PAGE EXCERPT |
## BEGIN
Chief Putney promised more repression, with more police, helicopters patrolling the streets from above and more than 1,000 police cameras, but the protests continued Friday night with a dozen more arrests, and then with a mass march and rally on Saturday, Sept. 24.

 

On that date Chief Putney finally relented and agreed to release the police videos.

 

How widespread are police killings of civilians in the United States? The government doesn’t know. Just as the Pentagon does not keep track of how many people it kills in the wars in the Middle East, the U.S. Justice Department does not keep statistics on how many people in this country are killed each year by police.

 

In 2013 the Malcolm X Grassroots Movement first counted law enforcement and vigilante killings of Black people in the U.S. and concluded that there was one such killing every 28 hours.

 

The (UK) Guardian has an ongoing project counting the number of people killed in the United States by police. The newspaper reports that in 2015 the number was 1,146. Of these, 581 were white, 306 were Black, 195 were Latino/a, 28 were Asian or Pacific Islander, 13 were Indigenous and 23 were “Other” or “Unknown.”
## END
Point annotation records:
## BEGIN
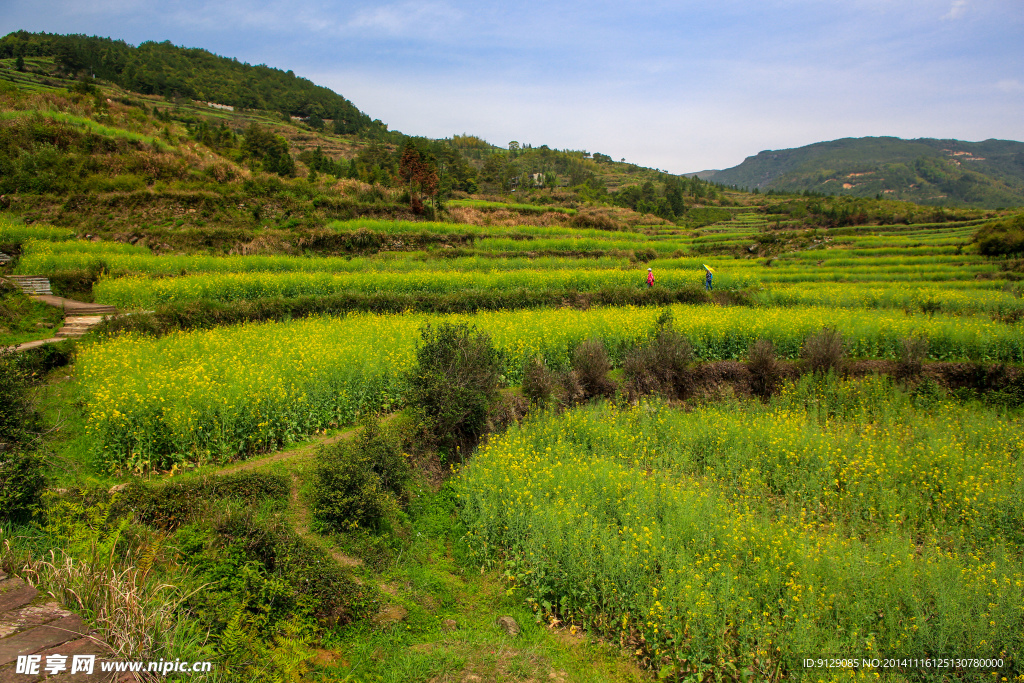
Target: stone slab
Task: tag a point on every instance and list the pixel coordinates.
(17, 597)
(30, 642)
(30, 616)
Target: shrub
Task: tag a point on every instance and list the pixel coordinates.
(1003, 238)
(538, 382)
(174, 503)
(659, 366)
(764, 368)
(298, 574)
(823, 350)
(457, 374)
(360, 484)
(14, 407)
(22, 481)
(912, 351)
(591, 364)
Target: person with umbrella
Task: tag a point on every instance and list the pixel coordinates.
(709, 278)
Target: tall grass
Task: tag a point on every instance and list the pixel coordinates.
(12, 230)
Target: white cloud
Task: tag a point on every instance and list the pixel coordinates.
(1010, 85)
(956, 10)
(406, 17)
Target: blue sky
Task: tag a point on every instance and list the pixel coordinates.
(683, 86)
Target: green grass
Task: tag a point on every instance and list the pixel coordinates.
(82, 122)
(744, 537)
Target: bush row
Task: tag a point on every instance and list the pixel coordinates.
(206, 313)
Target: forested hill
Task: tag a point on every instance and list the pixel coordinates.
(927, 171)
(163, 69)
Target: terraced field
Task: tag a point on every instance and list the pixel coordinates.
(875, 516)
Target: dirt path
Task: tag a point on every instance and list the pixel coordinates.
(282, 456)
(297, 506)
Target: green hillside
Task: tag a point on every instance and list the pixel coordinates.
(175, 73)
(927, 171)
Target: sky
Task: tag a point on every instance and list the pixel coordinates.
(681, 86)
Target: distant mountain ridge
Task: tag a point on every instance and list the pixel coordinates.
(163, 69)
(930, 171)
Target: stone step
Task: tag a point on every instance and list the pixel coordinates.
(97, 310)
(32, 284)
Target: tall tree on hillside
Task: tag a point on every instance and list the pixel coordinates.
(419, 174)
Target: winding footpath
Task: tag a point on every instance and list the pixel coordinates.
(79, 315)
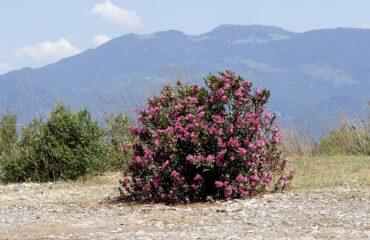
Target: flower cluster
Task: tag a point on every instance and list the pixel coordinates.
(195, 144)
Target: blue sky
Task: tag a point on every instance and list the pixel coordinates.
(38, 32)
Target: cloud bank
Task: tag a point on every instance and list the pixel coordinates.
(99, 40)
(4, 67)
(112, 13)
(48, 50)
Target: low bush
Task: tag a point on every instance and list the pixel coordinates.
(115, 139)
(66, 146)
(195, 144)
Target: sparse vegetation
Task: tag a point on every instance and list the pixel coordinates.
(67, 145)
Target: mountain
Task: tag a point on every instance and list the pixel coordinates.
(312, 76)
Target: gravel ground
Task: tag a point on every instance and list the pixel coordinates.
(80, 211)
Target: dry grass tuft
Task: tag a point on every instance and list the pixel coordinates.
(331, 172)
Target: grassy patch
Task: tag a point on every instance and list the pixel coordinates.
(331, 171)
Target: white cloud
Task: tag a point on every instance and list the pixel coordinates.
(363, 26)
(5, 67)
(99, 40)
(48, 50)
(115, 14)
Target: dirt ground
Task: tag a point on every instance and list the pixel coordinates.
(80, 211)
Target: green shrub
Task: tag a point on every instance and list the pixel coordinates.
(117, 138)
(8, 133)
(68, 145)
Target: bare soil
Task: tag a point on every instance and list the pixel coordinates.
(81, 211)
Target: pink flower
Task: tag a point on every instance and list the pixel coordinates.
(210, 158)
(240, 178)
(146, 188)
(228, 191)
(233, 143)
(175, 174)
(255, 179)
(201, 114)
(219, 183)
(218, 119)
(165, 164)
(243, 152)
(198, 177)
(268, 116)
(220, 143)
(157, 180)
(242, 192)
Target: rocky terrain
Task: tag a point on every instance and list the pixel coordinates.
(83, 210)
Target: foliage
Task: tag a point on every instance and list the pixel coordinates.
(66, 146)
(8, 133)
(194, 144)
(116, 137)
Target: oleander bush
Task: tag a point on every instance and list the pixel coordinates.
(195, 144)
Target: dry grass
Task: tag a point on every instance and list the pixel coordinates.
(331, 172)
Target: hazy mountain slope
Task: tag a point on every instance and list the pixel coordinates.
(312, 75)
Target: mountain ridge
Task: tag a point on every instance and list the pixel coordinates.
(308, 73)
## END
TASK REQUIREMENTS |
1: Reproduce the passage on police killings in full, word for word.
2: Pick out every line of the rows that contains the string "bush", and copy each one.
The passage on police killings and the rows were taken from separate sources.

SOLVED PROBLEMS |
1:
Chief Putney promised more repression, with more police, helicopters patrolling the streets from above and more than 1,000 police cameras, but the protests continued Friday night with a dozen more arrests, and then with a mass march and rally on Saturday, Sept. 24.

 

On that date Chief Putney finally relented and agreed to release the police videos.

 

How widespread are police killings of civilians in the United States? The government doesn’t know. Just as the Pentagon does not keep track of how many people it kills in the wars in the Middle East, the U.S. Justice Department does not keep statistics on how many people in this country are killed each year by police.

 

In 2013 the Malcolm X Grassroots Movement first counted law enforcement and vigilante killings of Black people in the U.S. and concluded that there was one such killing every 28 hours.

 

The (UK) Guardian has an ongoing project counting the number of people killed in the United States by police. The newspaper reports that in 2015 the number was 1,146. Of these, 581 were white, 306 were Black, 195 were Latino/a, 28 were Asian or Pacific Islander, 13 were Indigenous and 23 were “Other” or “Unknown.”

2:
Target: bush row
Target: low bush
Target: oleander bush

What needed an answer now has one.